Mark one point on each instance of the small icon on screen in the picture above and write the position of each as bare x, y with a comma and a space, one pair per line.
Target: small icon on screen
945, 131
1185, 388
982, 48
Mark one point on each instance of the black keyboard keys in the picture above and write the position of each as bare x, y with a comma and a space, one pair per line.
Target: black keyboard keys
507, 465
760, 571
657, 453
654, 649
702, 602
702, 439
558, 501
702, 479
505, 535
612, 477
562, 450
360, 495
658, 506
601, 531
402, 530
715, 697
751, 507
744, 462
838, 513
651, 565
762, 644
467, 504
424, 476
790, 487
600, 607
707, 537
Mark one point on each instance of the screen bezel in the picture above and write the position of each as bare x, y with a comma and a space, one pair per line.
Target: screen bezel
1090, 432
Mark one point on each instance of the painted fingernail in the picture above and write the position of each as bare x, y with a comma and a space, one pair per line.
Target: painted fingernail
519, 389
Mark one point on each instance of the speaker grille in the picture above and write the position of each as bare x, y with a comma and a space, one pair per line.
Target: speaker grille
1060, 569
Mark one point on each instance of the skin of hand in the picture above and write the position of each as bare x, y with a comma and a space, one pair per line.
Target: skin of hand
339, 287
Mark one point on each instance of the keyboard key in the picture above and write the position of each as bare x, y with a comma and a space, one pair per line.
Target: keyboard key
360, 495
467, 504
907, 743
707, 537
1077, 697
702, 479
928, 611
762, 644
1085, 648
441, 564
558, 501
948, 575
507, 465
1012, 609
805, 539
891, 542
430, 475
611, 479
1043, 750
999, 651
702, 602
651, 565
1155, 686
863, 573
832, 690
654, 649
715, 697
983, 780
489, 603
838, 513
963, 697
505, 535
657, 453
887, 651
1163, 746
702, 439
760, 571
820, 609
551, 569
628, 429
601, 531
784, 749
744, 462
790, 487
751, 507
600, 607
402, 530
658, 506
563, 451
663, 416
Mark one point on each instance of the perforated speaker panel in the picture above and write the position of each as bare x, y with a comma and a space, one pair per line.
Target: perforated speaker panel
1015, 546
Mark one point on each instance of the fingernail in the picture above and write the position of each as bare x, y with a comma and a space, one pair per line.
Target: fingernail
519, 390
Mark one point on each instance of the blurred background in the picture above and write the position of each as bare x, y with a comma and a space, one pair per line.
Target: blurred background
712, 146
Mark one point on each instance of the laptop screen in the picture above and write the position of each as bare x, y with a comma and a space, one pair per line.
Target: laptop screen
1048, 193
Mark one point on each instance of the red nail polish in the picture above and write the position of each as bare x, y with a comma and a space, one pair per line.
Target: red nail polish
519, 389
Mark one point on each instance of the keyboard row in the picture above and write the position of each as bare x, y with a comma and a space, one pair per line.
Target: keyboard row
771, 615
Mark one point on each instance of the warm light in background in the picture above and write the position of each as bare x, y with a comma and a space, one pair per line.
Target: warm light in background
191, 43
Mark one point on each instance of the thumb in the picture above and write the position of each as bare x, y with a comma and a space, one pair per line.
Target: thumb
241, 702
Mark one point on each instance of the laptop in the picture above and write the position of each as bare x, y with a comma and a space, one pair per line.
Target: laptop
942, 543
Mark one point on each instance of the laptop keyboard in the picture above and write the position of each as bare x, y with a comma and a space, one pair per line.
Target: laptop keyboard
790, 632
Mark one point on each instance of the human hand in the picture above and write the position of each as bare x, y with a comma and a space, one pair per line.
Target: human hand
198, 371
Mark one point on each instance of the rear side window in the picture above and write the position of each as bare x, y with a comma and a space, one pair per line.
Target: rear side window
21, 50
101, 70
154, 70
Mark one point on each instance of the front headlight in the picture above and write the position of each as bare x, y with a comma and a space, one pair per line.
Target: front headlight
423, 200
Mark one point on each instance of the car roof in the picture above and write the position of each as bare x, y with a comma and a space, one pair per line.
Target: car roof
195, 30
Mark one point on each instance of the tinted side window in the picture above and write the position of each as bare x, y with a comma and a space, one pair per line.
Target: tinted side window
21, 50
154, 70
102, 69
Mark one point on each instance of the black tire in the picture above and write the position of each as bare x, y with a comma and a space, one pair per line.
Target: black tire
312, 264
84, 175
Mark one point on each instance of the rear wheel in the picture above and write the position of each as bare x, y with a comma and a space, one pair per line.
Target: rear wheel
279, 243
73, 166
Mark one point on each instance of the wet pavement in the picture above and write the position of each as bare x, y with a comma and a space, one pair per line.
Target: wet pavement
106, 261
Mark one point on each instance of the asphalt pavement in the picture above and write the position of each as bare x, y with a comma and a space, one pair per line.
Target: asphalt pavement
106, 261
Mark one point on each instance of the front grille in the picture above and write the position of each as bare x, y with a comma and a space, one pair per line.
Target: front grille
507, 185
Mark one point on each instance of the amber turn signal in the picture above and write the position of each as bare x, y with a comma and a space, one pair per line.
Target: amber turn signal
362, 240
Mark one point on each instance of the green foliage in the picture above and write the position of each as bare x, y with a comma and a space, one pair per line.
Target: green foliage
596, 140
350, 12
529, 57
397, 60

Exercise objective
What is needed here is an exact transcription of the records above.

Exercise answer
Mark one point on each instance of the small icon on screen in the picture above and write the position of each as bare x, y with a comma and a space, one pair per line.
Target: small icon on screen
945, 131
1185, 388
982, 48
Mark one point on each instance of the black keyboard keys in the picture above and write the position of each as bare x, y with a comma and a space, one pair per line.
Target: black keyboard keys
507, 465
760, 571
657, 453
654, 649
702, 602
702, 439
558, 501
702, 479
505, 535
612, 477
562, 450
360, 495
658, 506
601, 531
402, 530
715, 697
751, 507
744, 462
838, 513
651, 565
762, 644
467, 504
424, 476
790, 487
600, 607
707, 537
Mark one point on each instance of the screen bezel in the picture above and write the position of each as bare x, y with a comma and a space, one pair per line.
Target: screen bezel
1090, 432
Mark one point on each instance of the painted fingernail in the picture above and write the position of each as bare x, y with a comma and a space, one pair per line.
Target: painted fingernail
519, 389
Mark one point on each instance of the speaker grille in the picture above and write the position of each as bare x, y with a comma and a space, one pair per line.
Target: speaker grille
1060, 569
Mark one point on each instance of the skin of hand in the picture above and write the position of each as bare x, y with a comma and a space, one pair per line.
Target: skin of hand
339, 287
Mark one point on each instance of the keyboard key in the picture above and write the position of each as bare x, y with a comma and a space, one pair per line.
Target: keyboard key
360, 495
467, 504
907, 743
707, 537
1077, 697
702, 479
928, 611
762, 644
1085, 648
441, 564
558, 501
948, 575
507, 465
1012, 609
805, 539
891, 542
430, 475
611, 479
1043, 750
999, 651
702, 602
651, 565
1155, 686
863, 573
832, 690
654, 649
715, 697
983, 780
489, 603
838, 513
963, 697
505, 535
657, 453
887, 651
1163, 746
702, 439
760, 571
820, 609
551, 569
628, 429
601, 531
784, 749
744, 462
790, 487
751, 507
600, 607
402, 530
658, 506
563, 451
663, 416
Mark one point on each instance of the perforated speaker panel in the picture above and write the position of each as bare x, y with a comma and a space, one pair per line.
Target: perforated speaker panel
1015, 546
Mark one point on each instance of the fingernail in the picture above and write the position of each as bare x, y with a comma and a space, one pair per line.
Target: fingernail
519, 390
Mark one point on each instance of the blurred background in the picture above and write the position of each as bare x, y with a comma and a space, one pair per line.
Target: blurred background
712, 146
Mark one point on each instance of the laptop screen in the picture above and write the position of each as bare x, y with a comma and a space, one pair per line.
Target: laptop screen
1048, 193
Mark one point on each instance of the red nail polish in the picture above and write the position of each as bare x, y with a comma and a space, one pair per line.
Target: red nail polish
519, 389
Mark one point on each instance of the keyboard row in the picture above and write the position of each as bare x, y with a comma and a space, one pair per line.
Target: keyboard row
771, 615
Mark one point on each instance of the warm light in background in the picture above and write the position of each as bare x, y with a comma and a space, one pair per line.
Target: warm light in background
191, 43
Mark one point on each instance of the thumb in the picture above and write the position of each as bare x, y with a comma and a space, one pair per line.
Target: thumb
241, 702
Mark one point on each instance of the laptop in the picture above and write the position of each as bare x, y with a comma and a space, one pair per line.
Target: laptop
942, 543
Mark one point on each instance of the laptop keyboard in the picture above and write the position of each as bare x, y with a comma and a space, one pair per line.
Target: laptop keyboard
790, 632
Mark one point on each instance of the human hand in the picture above and write the position of each as bare x, y with a comma and a space, one pair per line.
Target: human hand
198, 371
Mark one point on each instance of the rear side window in the picture above and write the position of each as bare x, y with a comma and a space, one pair per line.
Target: rear side window
21, 50
101, 70
154, 70
Mark one point on each instance of the front headlight in the picture above and write the position of each as bare x, y with a comma and a space, one pair per line.
Target: front headlight
423, 200
Mark one point on each instance of the car roof in the picture above and write the position of each as bare x, y with a comma and a space, one pair per line.
Target: car roof
195, 30
Mark one point on each instance of the tinted side window in the picture above and write the position of each as bare x, y with a comma and a space, one pair per line.
Target: tinted side window
21, 50
154, 70
102, 69
Mark one point on each instance of the black tire in the picture above and write the position of each as bare x, y with a comma and a space, one pair per line.
Target: black tire
312, 264
84, 175
Mark one point on each instance of the rear wheel in the picture above and write the position of each as bare x, y with a comma and a space, one pair per line.
Target: rear wheel
279, 243
73, 166
Mark one point on each instance of the wet pavement in the picture above and write the position of each as bare x, y with a comma and a space, one pair per line.
Target: wet pavement
106, 261
Mark one point on each instance of the asphalt pavement in the picture above and write the position of each as bare x, y with a comma and a space, one pair per line.
Target: asphalt pavement
106, 261
Mark one point on each instance of the front grille in the picture above and write the position of each as bare x, y with a comma and a space, one pair per line.
Target: front grille
507, 185
Mark one point on each instance of the amber turn signal in the picture above and write the position of each as bare x, y with a comma and a space, one pair per line.
Target: amber turn signal
362, 240
Mark one point on each instance of the green foliage in the picture above and write the position of each as bare x, y with a comma and a space, one pair per line.
Target: green foliage
596, 140
350, 12
529, 57
397, 60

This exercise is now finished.